Passage.
● ● ●

By and large, the Republicans who voted for Act 77 have denounced it since, including a majority of those who filed a lawsuit against it last year.

In January, the Commonwealth Court ruled 3-2 that Act 77 was unconstitutional. Judge Mary Hannah Leavitt wrote that Pennsylvania’s constitution requires in-person voting except in certain defined circumstances, and that authorizing mail-in voting would require a constitutional amendment.

The Supreme Court disagreed, contending that Leavitt had relied on faulty case law to interpret the phrase “offer to vote” as requiring in-person voting.

In a Civil War-era case, the state Supreme Court had held that soldiers must present themselves in person in case their eligibility to vote needed to be verified.

Subsequently, election laws and the constitution were changed to establish registration requirements, accomplishing the same purpose as in-person presentment. Therefore, a 1920s ruling that interpreted “offer to vote” as continuing to mandate in-person voting was “patently flawed,” Donahue’s opinion said.

In their dissents, Justices Sallie Mundy and Kevin Brobson said the majority’s opinion is “historically selective” and that longstanding precedent holds that the Commonwealth Court’s interpretation of “offer to vote” is correct one.

In a statement, state House Speaker Bryan Cutler, R-Lancaster County, said the court’s previous rulings on Act 77, along with the Department of State’s “unlawful interventions,” have undermined election processes and voters’ confidence in election integrity. He called for enacting Voter ID and mandatory election audits by constitutional amendment.

“Voters deserve the opportunity to make some of these changes on their own,” he said.

In a statement, state Rep. Seth Grove, R-York, chairman of the House State Government Committee, said the ruling “should not come as a surprise to anyone who has watched this court over the past few years” and that Pennsylvania’s election laws “are failing our voters and election administrators.”

Gov. Wolf said in a statement that voting is a fundamental right and that mail-in voting “is a safe, secure and legal option for Pennsylvania voters.”

Lancaster County’s two Republican commissioners, Ray D’Agostino and Josh Parsons, have denounced Act 77 and praised Leavitt’s ruling that it is unconstitutional.

John Trescot, the county’s Democratic commissioner, supports mail-in voting, but agrees Act 77 should be modified to ease election administration by, among other things allowing mail ballots to be “pre-canvassed” — sorted and prepared for counting before Election Day.

Parsons and D’Agostino support such fixes, but maintain that even with them, Act 77 would remain fundamentally problematic, and the state should revert to predominantly in-person voting.

● ● ●

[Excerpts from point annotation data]

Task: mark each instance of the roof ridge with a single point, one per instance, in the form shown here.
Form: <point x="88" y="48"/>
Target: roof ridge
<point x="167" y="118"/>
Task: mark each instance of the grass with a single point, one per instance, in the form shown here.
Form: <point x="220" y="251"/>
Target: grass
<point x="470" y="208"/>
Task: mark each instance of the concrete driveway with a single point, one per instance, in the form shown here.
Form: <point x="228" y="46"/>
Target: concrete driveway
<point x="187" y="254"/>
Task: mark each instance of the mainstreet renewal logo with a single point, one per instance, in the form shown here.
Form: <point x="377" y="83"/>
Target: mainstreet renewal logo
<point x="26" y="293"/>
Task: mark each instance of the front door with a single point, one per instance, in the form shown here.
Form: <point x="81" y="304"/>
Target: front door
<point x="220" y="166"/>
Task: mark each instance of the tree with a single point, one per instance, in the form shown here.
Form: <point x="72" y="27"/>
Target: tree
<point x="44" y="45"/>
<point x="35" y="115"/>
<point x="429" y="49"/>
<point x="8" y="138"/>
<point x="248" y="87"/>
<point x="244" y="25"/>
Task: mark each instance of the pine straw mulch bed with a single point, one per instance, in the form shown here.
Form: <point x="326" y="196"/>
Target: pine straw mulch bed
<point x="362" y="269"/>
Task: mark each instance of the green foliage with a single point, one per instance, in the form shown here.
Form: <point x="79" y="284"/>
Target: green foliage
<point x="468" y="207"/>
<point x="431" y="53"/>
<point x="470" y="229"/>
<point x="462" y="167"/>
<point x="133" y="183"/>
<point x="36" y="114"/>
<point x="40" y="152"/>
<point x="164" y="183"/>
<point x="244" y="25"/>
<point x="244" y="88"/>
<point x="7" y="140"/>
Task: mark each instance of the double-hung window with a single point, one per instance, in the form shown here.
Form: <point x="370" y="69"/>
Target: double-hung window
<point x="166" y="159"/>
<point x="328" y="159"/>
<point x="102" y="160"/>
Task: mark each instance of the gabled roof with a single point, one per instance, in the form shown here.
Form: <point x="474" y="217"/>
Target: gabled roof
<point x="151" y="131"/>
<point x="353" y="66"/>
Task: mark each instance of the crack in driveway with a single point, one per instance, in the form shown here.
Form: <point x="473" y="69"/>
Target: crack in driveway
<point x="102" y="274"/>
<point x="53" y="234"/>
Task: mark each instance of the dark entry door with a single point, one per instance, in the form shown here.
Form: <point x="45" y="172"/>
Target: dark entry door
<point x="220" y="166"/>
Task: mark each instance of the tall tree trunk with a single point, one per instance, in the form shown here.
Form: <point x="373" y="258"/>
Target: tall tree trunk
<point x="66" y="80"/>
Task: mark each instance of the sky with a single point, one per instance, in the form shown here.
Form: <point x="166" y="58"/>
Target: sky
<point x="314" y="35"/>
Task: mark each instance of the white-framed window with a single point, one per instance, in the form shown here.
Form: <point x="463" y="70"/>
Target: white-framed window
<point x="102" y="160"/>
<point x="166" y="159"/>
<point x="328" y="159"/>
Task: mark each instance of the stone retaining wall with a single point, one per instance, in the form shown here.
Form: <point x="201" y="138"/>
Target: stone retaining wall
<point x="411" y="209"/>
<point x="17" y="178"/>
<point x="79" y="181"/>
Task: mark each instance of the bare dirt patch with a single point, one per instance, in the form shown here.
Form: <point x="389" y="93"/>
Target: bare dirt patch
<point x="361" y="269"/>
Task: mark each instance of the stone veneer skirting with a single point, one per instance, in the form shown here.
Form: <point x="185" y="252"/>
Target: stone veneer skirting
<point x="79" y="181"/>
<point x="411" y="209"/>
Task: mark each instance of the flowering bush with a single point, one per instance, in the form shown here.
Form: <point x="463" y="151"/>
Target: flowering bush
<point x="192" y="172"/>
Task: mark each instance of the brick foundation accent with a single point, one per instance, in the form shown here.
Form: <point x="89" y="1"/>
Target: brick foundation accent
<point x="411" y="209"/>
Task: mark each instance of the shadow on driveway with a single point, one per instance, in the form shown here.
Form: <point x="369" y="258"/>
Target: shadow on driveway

● ● ●

Objectives.
A. According to the article on Act 77, why did the Supreme Court consider the 1920s ruling on "offer to vote" flawed?
B. Decide whether each statement agrees with the article on Act 77, and support each decision with the deciding words quoted from it: (i) The Commonwealth Court's ruling against Act 77 was split 3-2. (ii) John Trescot opposes mail-in voting. (iii) Parsons and D'Agostino oppose fixes such as pre-canvassing mail ballots.
C. In the article on Act 77, what did House Speaker Bryan Cutler call for?

Task-by-task solutions.
A. In the Civil War-era case, the point of in-person presentment was to allow a voter's eligibility to be verified. Election laws and the constitution later established registration requirements that serve the same purpose. A ruling that still read "offer to vote" as requiring in-person voting was therefore "patently flawed."

B.
(i) Yes: "In January, the Commonwealth Court ruled 3-2 that Act 77 was unconstitutional."
(ii) No: "John Trescot, the county’s Democratic commissioner, supports mail-in voting"
(iii) No: "Parsons and D’Agostino support such fixes"

C. He called for enacting Voter ID and mandatory election audits by constitutional amendment.